Dataset records about the locations of objects

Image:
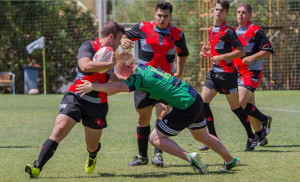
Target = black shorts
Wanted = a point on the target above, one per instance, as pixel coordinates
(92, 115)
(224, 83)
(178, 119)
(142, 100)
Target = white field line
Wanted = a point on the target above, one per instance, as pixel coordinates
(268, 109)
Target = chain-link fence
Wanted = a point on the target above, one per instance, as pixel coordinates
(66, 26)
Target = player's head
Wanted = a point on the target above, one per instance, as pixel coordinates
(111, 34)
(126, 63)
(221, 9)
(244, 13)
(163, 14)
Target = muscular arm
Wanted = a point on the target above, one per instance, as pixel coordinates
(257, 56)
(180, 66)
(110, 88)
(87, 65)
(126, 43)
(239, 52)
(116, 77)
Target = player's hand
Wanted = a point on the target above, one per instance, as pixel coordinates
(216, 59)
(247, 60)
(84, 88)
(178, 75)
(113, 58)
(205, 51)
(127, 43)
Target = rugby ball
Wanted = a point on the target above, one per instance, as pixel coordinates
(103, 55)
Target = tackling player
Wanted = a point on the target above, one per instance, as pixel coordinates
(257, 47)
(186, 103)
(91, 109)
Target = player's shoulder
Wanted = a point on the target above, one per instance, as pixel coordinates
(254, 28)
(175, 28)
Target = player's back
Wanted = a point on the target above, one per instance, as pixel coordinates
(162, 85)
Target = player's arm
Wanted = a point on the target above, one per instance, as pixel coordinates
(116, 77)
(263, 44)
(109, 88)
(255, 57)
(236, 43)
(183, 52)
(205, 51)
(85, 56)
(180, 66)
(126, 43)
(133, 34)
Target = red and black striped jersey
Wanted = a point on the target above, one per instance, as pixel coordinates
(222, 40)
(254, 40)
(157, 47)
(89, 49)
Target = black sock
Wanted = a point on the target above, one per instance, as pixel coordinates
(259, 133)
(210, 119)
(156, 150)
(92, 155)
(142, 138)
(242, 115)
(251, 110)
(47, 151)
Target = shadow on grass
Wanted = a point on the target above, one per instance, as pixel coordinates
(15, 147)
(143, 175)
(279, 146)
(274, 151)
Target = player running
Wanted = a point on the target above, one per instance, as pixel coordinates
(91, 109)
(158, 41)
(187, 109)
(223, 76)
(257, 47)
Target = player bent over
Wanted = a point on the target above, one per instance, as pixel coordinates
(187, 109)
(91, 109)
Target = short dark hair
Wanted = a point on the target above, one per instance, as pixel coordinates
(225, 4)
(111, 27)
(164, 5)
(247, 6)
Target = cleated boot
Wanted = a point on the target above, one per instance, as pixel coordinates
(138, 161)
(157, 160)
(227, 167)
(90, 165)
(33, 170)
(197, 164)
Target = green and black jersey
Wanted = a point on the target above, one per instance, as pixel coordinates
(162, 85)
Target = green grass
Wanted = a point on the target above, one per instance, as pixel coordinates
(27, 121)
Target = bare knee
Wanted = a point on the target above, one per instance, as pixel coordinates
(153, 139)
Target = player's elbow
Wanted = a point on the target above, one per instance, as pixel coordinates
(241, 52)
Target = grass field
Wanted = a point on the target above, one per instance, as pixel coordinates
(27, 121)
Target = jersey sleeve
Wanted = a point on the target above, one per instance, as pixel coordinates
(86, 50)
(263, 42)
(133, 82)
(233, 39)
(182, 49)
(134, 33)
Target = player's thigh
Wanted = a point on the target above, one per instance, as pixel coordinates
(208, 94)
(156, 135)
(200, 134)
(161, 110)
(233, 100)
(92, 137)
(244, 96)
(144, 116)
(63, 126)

* * *

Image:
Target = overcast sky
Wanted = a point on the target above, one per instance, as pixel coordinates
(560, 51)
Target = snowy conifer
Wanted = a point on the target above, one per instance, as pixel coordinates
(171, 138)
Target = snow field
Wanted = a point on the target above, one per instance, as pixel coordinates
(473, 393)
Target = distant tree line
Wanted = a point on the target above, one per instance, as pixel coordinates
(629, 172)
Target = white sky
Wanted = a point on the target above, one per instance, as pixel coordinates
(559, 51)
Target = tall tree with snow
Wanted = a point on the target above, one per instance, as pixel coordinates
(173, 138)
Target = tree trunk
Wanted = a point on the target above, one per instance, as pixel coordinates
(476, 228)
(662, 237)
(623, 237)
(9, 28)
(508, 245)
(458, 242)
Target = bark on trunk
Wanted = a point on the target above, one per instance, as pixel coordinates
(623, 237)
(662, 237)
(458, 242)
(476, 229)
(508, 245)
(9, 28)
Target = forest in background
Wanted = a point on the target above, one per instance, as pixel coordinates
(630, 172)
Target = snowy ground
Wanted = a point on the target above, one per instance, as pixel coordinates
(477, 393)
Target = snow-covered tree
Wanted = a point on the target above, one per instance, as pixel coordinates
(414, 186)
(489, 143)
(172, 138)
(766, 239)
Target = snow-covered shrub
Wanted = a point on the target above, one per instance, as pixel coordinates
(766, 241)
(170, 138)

Challenge
Select every line of the records above that contains the word "jersey" and copy each one out. Case counts.

Solution for this task
Target = red and black striped jersey
Target = green and black jersey
Target = jersey sleeve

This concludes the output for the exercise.